**Exercise**
When you copy the material below, keep every line exact and omit the pictures.

Content starts

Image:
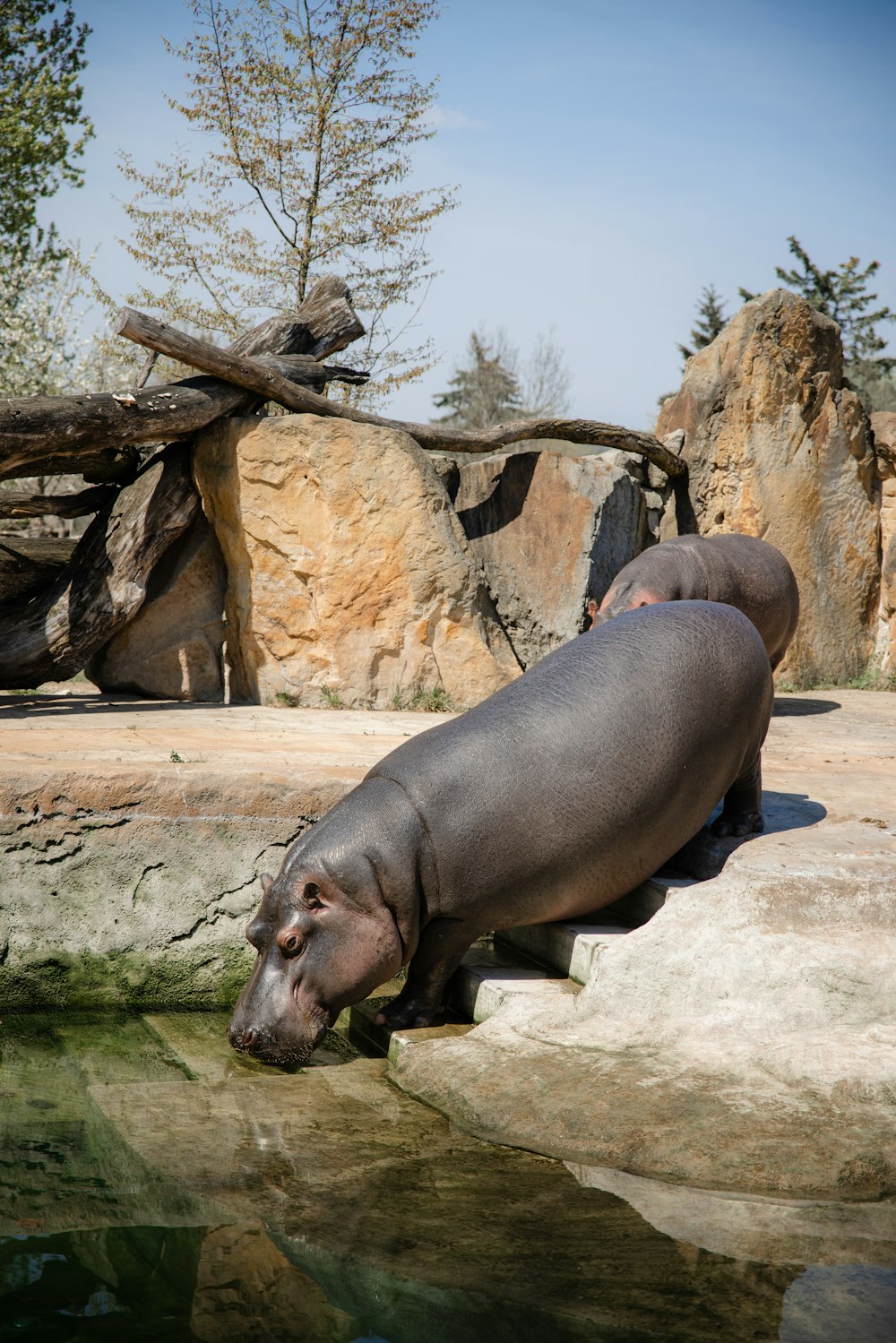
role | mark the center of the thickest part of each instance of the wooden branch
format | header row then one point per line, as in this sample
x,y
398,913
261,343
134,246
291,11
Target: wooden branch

Content ends

**Result of the task**
Image:
role | mark the center of the thickest part of each instance of the wooden branch
format | header row then one point per line, as in this sample
x,y
398,913
261,343
134,246
291,11
Target: wooden branch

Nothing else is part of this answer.